▶ WHAT IS NEEDED: Rewrite everything from the line containing "of the floral" down to the last of these lines, changing "zone-occupancy summary" to "zone-occupancy report" and leaving all else as it is.

Position annotation lines:
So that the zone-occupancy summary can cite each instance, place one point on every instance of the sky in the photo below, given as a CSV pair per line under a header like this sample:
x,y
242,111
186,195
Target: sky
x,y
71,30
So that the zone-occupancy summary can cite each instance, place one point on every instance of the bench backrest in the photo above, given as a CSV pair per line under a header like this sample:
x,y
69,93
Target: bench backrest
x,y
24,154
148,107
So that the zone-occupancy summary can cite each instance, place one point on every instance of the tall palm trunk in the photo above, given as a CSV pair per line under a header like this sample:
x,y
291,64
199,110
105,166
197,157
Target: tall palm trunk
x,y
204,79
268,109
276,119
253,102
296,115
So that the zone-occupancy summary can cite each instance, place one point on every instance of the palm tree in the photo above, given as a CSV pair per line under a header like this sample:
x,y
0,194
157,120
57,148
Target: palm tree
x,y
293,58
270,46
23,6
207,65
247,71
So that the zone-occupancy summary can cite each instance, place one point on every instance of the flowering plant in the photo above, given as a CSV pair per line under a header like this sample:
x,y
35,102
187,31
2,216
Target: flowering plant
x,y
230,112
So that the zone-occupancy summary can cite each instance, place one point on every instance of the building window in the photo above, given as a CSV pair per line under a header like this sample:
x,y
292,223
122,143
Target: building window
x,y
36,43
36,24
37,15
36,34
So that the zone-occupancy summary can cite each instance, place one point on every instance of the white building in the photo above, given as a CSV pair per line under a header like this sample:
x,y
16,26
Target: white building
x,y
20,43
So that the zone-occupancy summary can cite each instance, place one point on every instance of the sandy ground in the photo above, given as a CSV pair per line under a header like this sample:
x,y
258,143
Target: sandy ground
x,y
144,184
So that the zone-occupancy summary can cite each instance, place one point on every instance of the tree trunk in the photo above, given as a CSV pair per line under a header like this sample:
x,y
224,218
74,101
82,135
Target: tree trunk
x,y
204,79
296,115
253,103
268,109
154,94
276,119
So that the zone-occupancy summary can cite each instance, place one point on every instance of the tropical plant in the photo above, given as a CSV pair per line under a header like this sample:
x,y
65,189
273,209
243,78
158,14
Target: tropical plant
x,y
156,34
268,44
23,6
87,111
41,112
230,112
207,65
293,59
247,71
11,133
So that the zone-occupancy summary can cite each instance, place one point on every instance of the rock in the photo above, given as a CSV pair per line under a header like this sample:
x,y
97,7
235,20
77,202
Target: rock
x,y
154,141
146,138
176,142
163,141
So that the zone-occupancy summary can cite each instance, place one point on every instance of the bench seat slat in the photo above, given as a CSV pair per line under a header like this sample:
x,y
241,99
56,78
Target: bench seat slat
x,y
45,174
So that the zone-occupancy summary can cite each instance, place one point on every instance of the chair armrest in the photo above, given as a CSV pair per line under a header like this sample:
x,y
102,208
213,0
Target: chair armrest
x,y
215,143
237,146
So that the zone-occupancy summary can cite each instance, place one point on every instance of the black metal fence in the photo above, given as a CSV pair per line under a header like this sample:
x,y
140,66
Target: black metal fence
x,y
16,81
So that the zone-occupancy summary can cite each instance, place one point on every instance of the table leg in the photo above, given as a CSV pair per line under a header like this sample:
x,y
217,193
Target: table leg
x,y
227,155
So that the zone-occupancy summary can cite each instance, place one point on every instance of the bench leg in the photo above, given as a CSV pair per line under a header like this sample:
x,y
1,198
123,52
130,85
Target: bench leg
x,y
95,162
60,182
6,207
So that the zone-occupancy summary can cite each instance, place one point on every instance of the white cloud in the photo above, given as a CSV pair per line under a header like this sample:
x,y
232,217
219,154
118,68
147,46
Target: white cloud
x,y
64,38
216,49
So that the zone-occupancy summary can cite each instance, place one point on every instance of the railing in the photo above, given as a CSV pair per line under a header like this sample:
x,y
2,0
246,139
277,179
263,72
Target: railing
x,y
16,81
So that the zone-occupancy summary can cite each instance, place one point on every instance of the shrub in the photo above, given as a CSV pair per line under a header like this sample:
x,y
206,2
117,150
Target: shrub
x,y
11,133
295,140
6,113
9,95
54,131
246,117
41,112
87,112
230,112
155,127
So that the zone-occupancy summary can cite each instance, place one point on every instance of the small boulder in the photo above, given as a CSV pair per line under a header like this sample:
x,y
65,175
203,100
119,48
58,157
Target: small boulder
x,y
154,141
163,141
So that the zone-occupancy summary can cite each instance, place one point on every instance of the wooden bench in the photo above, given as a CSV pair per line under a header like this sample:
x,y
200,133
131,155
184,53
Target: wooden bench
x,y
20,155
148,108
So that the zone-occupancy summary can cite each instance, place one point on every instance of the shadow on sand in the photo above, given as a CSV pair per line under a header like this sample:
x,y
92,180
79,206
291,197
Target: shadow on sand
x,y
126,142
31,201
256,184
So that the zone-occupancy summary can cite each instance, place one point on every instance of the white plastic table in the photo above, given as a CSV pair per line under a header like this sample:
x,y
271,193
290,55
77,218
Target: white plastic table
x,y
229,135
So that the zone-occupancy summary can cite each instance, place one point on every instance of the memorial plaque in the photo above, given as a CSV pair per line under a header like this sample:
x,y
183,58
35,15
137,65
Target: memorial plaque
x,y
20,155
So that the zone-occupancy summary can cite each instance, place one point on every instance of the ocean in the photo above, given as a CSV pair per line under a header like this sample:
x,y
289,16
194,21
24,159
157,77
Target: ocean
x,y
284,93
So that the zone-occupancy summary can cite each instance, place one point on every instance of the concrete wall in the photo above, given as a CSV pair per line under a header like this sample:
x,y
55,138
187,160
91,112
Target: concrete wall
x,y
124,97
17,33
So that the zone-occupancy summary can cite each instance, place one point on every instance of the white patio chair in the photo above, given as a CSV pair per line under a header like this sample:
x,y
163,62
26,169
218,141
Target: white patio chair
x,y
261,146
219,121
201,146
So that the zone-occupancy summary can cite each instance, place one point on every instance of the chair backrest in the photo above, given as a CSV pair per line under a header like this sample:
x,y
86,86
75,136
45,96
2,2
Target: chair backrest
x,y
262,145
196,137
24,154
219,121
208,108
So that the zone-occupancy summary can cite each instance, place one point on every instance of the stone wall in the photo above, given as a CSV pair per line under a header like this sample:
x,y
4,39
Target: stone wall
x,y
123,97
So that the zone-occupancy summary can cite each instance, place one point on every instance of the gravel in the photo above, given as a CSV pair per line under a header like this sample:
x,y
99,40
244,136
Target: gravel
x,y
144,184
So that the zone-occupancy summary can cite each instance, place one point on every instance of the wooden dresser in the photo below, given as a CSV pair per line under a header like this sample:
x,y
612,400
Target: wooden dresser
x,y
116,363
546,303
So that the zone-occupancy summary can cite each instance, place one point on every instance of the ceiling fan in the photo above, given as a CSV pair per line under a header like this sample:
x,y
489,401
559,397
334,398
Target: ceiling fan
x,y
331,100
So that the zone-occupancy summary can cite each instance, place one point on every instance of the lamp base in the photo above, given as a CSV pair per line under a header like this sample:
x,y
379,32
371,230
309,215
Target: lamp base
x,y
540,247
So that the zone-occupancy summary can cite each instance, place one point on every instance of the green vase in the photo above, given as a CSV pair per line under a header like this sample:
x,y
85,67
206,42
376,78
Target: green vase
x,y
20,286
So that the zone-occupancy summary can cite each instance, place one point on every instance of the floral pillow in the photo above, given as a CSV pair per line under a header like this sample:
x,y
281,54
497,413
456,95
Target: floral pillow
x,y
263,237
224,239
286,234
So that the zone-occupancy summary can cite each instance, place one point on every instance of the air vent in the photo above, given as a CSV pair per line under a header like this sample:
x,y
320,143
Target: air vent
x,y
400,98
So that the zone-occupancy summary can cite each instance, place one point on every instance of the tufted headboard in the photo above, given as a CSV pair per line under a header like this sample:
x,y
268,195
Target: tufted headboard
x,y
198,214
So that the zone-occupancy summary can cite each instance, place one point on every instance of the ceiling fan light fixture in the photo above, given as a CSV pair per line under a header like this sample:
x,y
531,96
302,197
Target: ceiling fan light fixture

▶ RESULT BELOW:
So that the zone-occupancy report can cite each instance, place one point on every instance of the floral pillow in the photo above, given as a CSV pair per line under a header like this sample:
x,y
281,54
497,413
456,95
Target: floral pillow
x,y
263,237
224,239
286,234
So that the zone-occupancy report can cite each instance, place one point on every instance of the air vent in the photo above, given as a CSV pair per line under a header like this sample:
x,y
320,143
Target: air vent
x,y
400,98
So that the zone-occupancy report can cite each instance, place one point on every instance of the tufted headboard in the photo above, given as a CSV pair per line under a header like this sample:
x,y
268,195
Target: tufted headboard
x,y
198,214
So that the zone-occupancy report can cite each instance, place one point on every instance of the ceiling fan light fixture in the photo above, given as a CSV pair per line under a header like this sample:
x,y
531,96
302,197
Target: ceiling fan light fixture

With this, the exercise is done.